━━━ EXTRACT ━━━
Annotation for readers following this request

This OIA investigates an important and under-examined issue:
how New Zealand hospitals use the terms “biologics,” “biogenic agents,” and “biological products” in consent forms — and whether these terms include vaccines.

Why this matters:

NZ hospitals regularly use broad terms such as “biologics, blood products, or medications as clinically necessary” in surgical or medical consent.

Vaccines are biologics (this has been true for over 120 years under global regulatory law).

But no NZ OIA has ever examined whether hospitals explicitly define the scope of these terms, or how they relate to consent requirements.

This OIA does not assume misconduct.

Instead, it asks basic transparency questions:

What do NZ hospitals mean when they use the term “biologic” in consent forms?

Are vaccines included or excluded?

Has consent language changed in recent years?

Can a general consent form ever authorise a vaccine?

What protections exist for unconscious or anaesthetised patients?

A deep search of NZ health documents showed:

No evidence of a policy allowing vaccines without consent.
━━━ ENTRIES SUPPLIED ━━━
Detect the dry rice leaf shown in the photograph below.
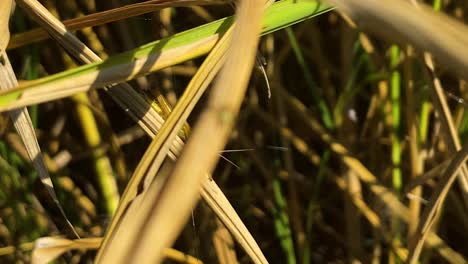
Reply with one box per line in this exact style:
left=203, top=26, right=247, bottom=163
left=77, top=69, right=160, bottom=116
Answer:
left=408, top=144, right=468, bottom=264
left=32, top=237, right=102, bottom=264
left=13, top=0, right=182, bottom=157
left=328, top=0, right=468, bottom=79
left=97, top=25, right=231, bottom=261
left=278, top=89, right=466, bottom=263
left=14, top=1, right=261, bottom=262
left=7, top=0, right=229, bottom=49
left=0, top=0, right=79, bottom=237
left=32, top=237, right=202, bottom=264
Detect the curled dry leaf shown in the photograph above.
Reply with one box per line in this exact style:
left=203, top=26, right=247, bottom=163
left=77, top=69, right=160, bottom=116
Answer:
left=32, top=237, right=102, bottom=264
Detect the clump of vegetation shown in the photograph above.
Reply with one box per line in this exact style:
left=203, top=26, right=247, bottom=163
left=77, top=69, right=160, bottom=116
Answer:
left=0, top=0, right=468, bottom=264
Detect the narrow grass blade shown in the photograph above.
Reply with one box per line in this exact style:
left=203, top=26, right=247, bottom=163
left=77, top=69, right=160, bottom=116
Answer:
left=32, top=237, right=102, bottom=264
left=327, top=0, right=468, bottom=79
left=97, top=0, right=263, bottom=263
left=281, top=90, right=466, bottom=263
left=97, top=25, right=231, bottom=262
left=408, top=142, right=468, bottom=264
left=7, top=0, right=229, bottom=49
left=0, top=1, right=79, bottom=237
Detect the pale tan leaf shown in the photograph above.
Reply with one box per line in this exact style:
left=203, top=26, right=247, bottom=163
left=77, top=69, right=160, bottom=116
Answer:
left=32, top=237, right=102, bottom=264
left=0, top=0, right=15, bottom=51
left=97, top=0, right=263, bottom=263
left=8, top=0, right=229, bottom=49
left=0, top=10, right=79, bottom=237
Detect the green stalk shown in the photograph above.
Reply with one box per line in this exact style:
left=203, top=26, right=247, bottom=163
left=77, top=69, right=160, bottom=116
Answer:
left=272, top=176, right=297, bottom=264
left=73, top=93, right=119, bottom=216
left=286, top=27, right=335, bottom=130
left=0, top=0, right=332, bottom=111
left=390, top=45, right=402, bottom=263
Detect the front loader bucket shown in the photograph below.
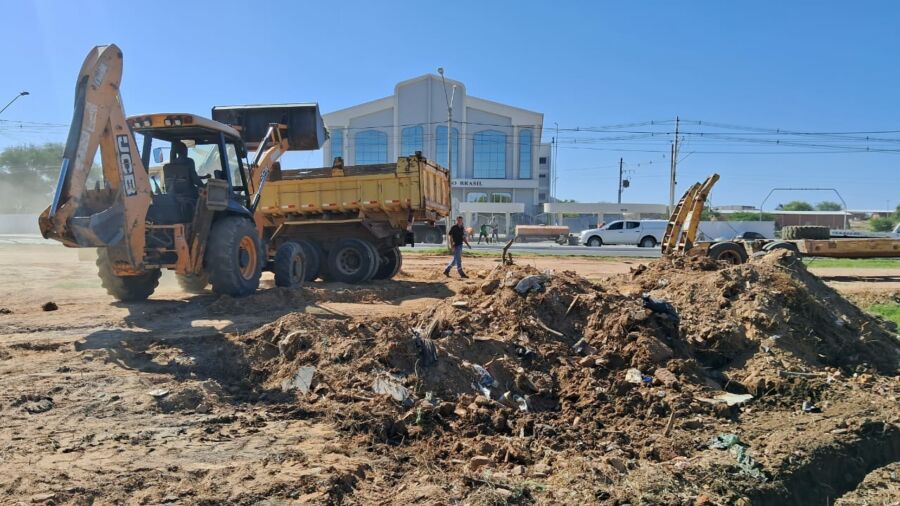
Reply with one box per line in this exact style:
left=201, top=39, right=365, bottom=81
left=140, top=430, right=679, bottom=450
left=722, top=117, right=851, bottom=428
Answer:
left=212, top=104, right=326, bottom=151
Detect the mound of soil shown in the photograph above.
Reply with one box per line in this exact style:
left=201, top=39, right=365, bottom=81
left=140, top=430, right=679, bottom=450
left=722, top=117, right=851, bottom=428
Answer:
left=229, top=252, right=900, bottom=503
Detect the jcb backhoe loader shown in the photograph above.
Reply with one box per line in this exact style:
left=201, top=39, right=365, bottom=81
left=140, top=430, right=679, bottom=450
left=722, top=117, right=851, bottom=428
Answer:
left=39, top=45, right=326, bottom=301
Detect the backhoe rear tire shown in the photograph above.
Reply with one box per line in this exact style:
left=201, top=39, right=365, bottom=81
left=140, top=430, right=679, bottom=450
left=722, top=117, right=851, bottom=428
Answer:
left=175, top=272, right=209, bottom=293
left=372, top=247, right=403, bottom=279
left=272, top=241, right=307, bottom=288
left=97, top=248, right=162, bottom=302
left=206, top=216, right=266, bottom=297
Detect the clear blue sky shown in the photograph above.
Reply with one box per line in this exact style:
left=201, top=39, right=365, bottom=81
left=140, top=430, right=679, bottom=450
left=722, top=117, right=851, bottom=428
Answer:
left=0, top=0, right=900, bottom=208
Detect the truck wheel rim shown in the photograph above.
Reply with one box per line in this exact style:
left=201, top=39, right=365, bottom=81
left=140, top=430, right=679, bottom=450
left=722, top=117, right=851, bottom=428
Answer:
left=337, top=248, right=362, bottom=274
left=238, top=236, right=256, bottom=279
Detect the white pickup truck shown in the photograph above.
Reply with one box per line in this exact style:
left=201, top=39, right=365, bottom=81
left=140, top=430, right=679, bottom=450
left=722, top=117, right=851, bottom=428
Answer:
left=580, top=220, right=667, bottom=248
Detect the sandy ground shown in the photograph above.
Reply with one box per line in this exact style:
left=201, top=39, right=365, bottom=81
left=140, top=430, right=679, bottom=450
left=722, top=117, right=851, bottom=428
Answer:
left=0, top=245, right=900, bottom=504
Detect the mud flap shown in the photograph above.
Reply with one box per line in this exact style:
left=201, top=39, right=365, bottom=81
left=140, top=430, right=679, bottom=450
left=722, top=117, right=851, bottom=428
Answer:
left=69, top=202, right=125, bottom=247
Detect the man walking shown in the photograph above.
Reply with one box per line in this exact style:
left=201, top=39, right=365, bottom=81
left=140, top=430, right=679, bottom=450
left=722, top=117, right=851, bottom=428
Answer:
left=444, top=216, right=472, bottom=278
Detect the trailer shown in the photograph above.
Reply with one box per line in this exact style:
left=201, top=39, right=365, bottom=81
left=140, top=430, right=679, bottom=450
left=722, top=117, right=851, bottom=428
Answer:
left=257, top=153, right=450, bottom=286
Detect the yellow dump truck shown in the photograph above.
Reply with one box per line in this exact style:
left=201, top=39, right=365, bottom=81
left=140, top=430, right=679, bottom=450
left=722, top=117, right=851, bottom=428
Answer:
left=256, top=153, right=450, bottom=283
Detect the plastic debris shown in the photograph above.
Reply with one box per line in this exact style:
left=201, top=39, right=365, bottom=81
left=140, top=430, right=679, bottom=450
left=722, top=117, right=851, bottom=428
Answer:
left=281, top=366, right=316, bottom=394
left=625, top=367, right=652, bottom=383
left=470, top=364, right=500, bottom=399
left=697, top=392, right=753, bottom=407
left=514, top=275, right=544, bottom=295
left=641, top=293, right=680, bottom=324
left=708, top=434, right=767, bottom=481
left=372, top=375, right=409, bottom=402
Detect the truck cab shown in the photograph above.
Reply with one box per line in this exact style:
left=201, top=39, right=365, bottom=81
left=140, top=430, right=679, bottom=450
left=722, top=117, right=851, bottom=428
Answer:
left=580, top=220, right=666, bottom=248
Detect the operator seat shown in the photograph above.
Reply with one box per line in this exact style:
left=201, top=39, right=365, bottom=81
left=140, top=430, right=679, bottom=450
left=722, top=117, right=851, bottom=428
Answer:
left=163, top=141, right=203, bottom=200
━━━
According to the OIA annotation, for how long has it been true under global regulatory law that vaccines are biologics?

For over 120 years.